WHAT THIS TASK INVOLVES
Find every line in the listing below that contains the word "stalk" and copy each one. Case counts.

[START EXERCISE INPUT]

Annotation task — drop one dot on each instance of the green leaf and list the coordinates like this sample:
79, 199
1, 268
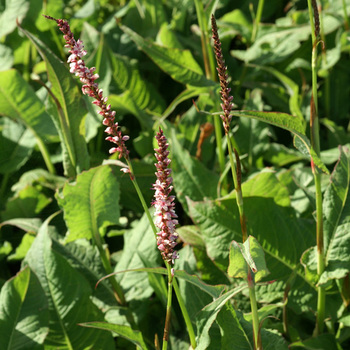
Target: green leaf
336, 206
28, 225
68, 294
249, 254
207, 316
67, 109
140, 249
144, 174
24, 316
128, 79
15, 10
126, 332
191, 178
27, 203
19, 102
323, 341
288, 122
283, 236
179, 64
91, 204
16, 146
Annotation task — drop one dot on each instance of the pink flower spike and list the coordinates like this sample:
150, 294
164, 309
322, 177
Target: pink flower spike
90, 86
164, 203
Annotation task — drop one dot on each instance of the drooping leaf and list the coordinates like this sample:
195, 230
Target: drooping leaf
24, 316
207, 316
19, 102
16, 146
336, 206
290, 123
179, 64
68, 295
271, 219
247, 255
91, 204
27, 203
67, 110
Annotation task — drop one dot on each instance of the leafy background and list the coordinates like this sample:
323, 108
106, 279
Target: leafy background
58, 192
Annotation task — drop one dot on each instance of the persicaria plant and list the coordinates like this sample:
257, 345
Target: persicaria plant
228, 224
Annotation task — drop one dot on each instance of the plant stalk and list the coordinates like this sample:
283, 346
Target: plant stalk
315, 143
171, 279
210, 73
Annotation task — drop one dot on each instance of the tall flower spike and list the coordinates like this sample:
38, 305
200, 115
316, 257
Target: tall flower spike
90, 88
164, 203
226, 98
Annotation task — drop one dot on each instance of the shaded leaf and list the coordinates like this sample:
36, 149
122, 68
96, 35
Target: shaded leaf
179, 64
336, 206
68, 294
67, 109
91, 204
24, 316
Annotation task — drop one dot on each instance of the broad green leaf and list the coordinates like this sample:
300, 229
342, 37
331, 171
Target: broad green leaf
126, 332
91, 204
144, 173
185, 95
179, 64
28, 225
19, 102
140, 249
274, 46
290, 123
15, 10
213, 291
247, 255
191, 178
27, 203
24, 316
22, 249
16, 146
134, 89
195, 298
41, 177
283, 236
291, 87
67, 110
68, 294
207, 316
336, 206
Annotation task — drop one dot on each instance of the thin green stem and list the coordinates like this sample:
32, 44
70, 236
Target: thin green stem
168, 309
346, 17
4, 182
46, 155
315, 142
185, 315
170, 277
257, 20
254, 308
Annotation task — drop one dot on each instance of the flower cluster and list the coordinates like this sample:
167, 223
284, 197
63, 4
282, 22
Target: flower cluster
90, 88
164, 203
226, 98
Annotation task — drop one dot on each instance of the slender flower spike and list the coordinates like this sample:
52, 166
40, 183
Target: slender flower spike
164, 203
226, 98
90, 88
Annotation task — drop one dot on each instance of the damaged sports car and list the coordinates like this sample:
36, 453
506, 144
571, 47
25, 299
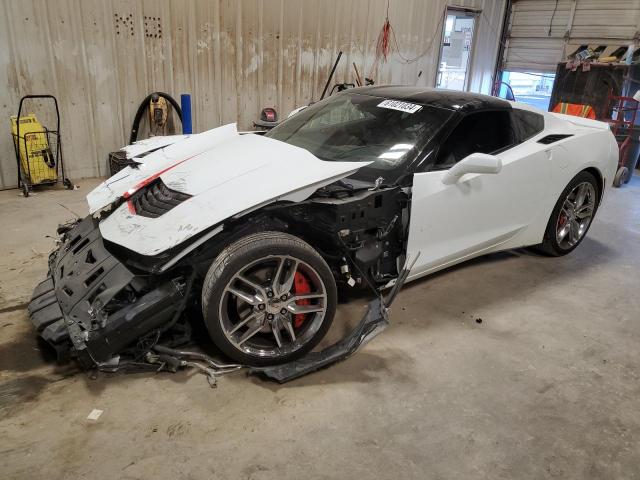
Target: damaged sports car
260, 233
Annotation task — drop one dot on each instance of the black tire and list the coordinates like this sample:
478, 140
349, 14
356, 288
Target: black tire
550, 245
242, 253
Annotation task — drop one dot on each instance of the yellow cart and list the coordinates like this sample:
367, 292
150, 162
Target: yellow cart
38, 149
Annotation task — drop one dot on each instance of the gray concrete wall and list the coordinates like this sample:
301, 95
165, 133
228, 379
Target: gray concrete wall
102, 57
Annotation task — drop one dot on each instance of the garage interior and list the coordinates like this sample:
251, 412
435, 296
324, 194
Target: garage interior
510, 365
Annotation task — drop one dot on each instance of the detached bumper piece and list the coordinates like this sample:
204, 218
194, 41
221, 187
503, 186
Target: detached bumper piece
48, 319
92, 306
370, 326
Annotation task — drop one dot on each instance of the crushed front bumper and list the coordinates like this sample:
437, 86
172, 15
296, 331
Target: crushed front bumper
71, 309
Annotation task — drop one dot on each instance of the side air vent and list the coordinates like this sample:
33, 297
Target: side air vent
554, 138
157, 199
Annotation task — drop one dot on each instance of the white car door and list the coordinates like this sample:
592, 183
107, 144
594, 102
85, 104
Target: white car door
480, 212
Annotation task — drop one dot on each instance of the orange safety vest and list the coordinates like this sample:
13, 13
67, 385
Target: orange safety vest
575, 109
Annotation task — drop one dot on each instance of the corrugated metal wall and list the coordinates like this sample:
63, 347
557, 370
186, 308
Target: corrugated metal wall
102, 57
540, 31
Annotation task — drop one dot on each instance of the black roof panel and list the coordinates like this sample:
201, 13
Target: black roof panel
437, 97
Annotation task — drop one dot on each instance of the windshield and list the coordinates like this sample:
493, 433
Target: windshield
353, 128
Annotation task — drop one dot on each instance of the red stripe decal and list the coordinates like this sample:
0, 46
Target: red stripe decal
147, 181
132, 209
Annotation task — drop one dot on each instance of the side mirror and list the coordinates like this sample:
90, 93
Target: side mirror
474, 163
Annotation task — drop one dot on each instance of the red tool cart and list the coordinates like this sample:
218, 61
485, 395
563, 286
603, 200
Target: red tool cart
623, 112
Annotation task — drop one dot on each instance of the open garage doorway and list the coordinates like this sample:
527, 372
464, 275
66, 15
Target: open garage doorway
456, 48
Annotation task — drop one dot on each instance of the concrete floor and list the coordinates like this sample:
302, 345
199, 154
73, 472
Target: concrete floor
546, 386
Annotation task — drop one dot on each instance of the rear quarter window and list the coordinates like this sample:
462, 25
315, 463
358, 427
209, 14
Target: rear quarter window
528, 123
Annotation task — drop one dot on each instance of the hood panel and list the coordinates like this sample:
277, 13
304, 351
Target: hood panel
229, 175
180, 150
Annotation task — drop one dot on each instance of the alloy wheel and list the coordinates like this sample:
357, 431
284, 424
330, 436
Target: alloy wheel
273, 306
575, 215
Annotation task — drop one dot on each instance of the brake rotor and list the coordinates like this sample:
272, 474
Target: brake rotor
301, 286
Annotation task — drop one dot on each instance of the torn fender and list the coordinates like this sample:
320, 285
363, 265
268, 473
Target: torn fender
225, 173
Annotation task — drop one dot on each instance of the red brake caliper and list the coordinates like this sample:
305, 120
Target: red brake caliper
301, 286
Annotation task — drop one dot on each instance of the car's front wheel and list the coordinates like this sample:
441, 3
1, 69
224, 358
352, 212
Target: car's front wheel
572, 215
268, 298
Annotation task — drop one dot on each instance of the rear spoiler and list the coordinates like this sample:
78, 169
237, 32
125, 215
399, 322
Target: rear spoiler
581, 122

[END EXERCISE INPUT]
[START EXERCISE INPUT]

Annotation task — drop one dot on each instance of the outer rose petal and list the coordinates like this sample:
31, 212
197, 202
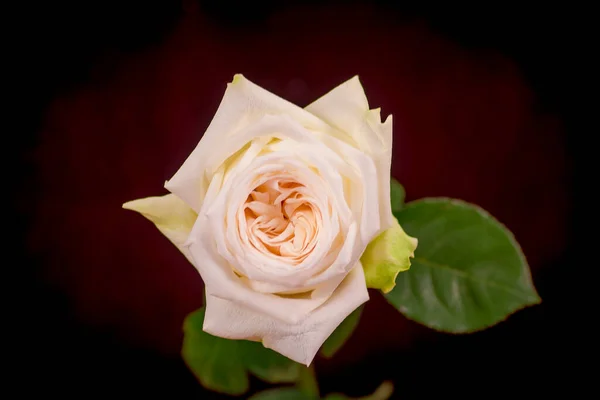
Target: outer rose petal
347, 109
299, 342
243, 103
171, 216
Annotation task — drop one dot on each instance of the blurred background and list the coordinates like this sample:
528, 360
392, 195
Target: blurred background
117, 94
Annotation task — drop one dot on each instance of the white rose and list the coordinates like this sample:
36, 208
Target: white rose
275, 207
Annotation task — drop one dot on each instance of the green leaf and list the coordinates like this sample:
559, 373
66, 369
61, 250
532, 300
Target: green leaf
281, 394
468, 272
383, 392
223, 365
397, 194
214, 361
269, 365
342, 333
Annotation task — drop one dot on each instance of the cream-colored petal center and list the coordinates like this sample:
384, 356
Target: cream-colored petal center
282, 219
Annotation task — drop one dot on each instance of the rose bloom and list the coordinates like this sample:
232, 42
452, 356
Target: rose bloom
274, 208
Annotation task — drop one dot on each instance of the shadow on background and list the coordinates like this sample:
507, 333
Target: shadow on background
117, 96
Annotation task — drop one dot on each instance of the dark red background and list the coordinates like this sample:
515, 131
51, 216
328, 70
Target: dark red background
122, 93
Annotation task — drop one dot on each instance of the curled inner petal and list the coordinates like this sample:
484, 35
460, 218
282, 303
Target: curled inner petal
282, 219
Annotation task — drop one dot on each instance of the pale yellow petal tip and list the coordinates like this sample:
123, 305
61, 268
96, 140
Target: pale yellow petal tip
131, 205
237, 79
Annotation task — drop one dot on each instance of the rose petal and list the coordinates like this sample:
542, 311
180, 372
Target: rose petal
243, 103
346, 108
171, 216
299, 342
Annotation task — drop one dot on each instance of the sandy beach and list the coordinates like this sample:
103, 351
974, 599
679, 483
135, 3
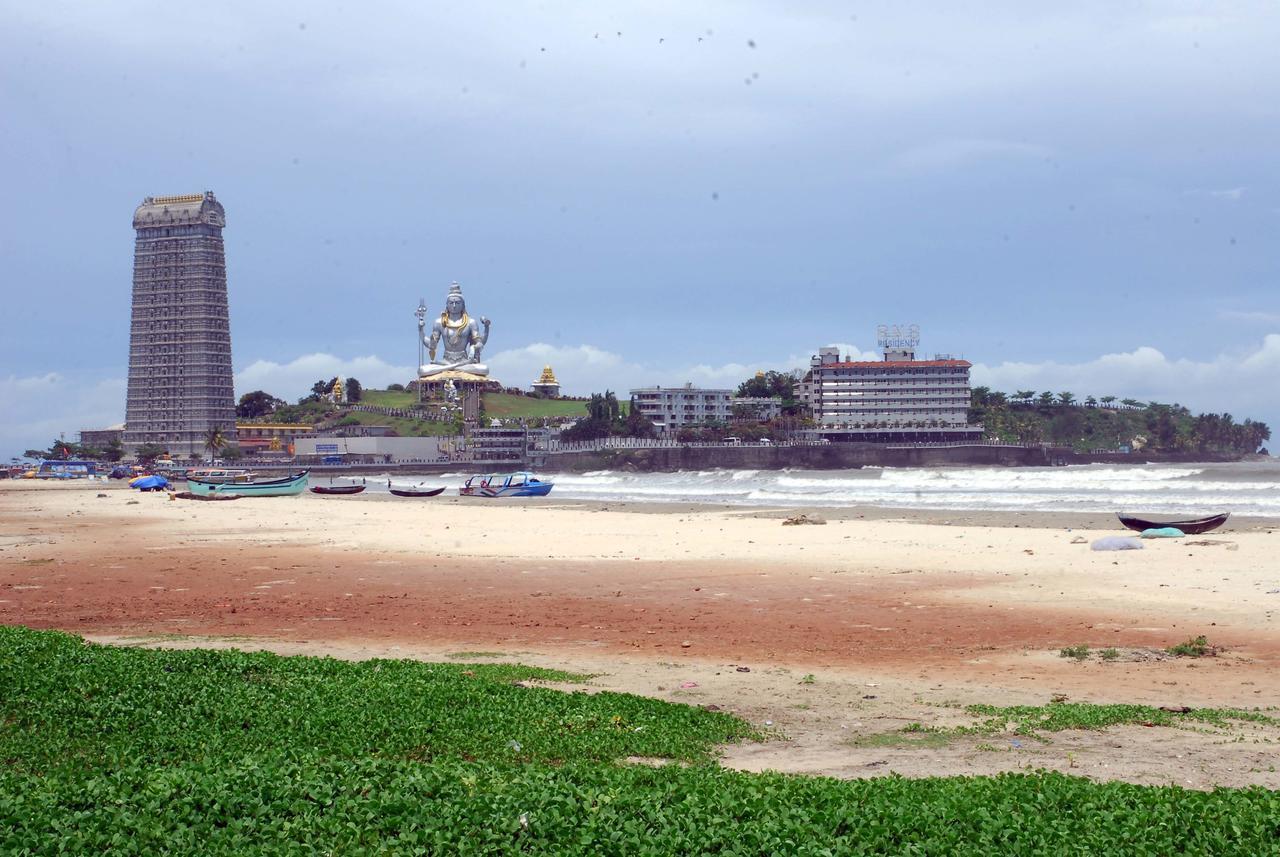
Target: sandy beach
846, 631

[END EXERCISE INPUT]
[START EXERCISE INPUT]

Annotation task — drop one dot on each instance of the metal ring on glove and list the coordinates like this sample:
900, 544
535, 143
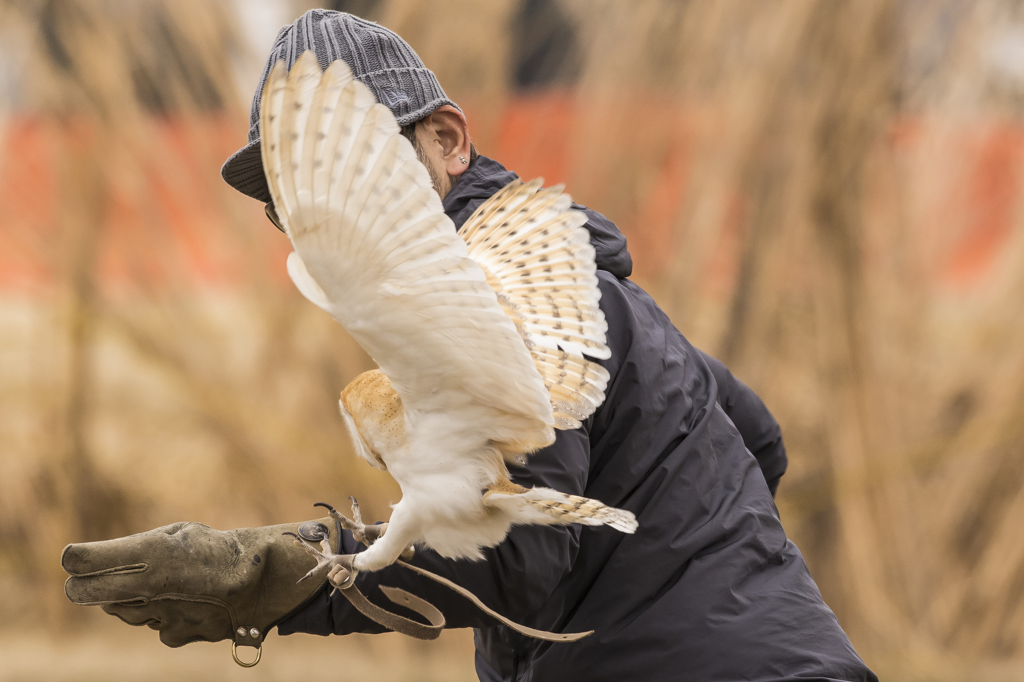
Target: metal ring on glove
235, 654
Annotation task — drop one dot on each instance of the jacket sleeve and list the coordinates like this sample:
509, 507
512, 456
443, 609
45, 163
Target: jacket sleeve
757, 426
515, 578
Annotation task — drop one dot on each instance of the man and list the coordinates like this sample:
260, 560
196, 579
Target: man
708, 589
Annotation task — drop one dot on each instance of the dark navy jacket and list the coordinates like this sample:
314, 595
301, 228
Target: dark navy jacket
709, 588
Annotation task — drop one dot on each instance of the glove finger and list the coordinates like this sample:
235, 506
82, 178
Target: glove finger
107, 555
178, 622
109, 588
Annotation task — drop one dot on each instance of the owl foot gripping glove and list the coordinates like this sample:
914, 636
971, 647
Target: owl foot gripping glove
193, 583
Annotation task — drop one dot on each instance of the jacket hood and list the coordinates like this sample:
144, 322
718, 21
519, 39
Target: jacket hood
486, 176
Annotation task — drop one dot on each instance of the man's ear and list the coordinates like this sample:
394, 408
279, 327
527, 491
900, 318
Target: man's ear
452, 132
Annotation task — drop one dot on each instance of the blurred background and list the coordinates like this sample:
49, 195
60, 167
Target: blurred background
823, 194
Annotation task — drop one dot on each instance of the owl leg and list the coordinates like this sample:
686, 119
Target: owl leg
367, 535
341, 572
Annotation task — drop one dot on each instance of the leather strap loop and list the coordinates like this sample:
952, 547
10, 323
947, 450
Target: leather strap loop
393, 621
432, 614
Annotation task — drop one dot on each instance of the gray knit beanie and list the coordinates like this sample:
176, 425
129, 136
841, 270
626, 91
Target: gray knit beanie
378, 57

[END EXERCISE INPUT]

OUTPUT BELOW
Annotation task — drop one dot on each instance of the plant stalk and list the coordinates like this sample:
Target: plant stalk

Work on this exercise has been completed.